▶ **Given request**: Please turn the lines starting at the one containing "Return the polygon of every instance of the arched" and ending at the one containing "145 61 L 146", both included, into a numbered list with any blank lines left out.

▶ **Source data**:
★ ★ ★ ★
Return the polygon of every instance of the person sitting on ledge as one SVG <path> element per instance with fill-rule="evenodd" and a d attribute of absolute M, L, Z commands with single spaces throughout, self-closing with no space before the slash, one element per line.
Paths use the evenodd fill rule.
★ ★ ★ ★
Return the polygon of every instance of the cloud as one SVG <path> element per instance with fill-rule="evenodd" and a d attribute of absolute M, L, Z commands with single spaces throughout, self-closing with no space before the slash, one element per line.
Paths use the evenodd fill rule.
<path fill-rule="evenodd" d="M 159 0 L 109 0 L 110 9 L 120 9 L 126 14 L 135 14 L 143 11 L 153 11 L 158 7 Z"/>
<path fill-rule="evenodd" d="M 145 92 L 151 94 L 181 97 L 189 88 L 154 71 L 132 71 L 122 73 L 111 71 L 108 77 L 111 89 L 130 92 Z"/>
★ ★ ★ ★
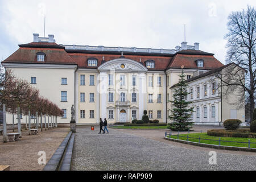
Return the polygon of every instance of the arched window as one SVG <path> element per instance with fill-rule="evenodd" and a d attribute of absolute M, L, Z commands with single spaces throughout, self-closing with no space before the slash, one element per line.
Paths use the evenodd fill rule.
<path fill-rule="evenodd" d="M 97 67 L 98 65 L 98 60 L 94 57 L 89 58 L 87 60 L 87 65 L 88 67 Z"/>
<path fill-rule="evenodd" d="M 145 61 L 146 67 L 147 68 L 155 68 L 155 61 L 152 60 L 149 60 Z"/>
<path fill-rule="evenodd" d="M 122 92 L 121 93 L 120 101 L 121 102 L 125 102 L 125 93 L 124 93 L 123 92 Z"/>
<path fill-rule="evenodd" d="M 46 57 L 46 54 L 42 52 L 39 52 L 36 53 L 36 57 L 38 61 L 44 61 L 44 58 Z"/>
★ ★ ★ ★
▶ **Solution to this exercise**:
1. Return the polygon of every instance of the arched window as one SVG <path> element per instance with fill-rule="evenodd" and a d attribute of absolute M, L, Z commands with single spaces throughout, self-closing with no space before the slash, one element per line.
2. Paths use the evenodd fill rule.
3. <path fill-rule="evenodd" d="M 97 67 L 98 65 L 98 60 L 94 57 L 89 58 L 87 60 L 87 65 L 88 67 Z"/>
4. <path fill-rule="evenodd" d="M 145 61 L 146 67 L 147 68 L 155 68 L 155 61 L 152 60 L 149 60 Z"/>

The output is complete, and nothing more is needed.